[Task requirements]
How many of the lines below contain the word "white"? Reply with the number alone.

[Extracted information]
· · · ·

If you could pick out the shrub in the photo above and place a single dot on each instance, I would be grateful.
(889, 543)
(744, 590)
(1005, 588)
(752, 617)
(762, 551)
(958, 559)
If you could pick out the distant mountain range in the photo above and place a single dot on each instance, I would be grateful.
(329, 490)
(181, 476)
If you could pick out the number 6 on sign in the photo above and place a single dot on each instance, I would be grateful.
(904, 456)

· · · ·

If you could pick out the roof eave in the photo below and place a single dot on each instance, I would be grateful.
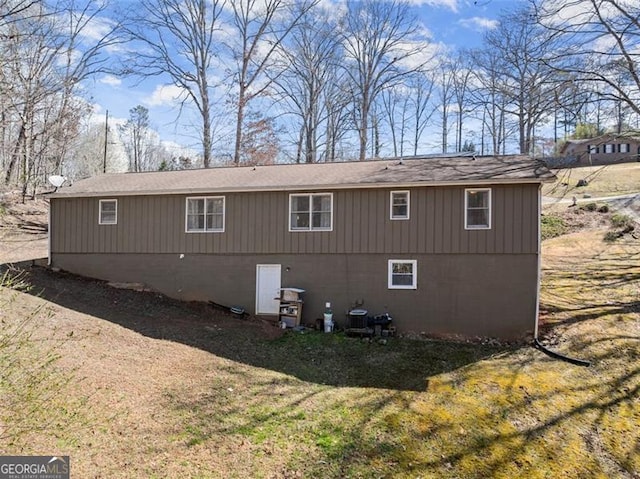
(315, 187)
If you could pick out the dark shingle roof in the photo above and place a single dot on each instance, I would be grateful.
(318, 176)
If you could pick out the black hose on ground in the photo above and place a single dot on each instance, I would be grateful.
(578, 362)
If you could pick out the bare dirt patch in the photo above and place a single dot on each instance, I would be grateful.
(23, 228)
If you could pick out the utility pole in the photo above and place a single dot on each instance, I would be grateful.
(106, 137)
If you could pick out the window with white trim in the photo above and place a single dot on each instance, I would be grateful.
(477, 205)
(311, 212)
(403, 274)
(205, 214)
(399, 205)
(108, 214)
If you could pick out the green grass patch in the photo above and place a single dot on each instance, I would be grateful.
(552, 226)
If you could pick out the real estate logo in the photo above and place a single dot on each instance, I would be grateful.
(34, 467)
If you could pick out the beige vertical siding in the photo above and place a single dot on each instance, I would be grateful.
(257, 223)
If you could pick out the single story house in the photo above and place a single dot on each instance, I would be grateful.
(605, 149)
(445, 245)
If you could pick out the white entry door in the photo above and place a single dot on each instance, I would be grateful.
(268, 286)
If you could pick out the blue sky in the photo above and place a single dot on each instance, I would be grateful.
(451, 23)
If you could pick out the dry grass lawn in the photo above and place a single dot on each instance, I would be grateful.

· · · ·

[Output]
2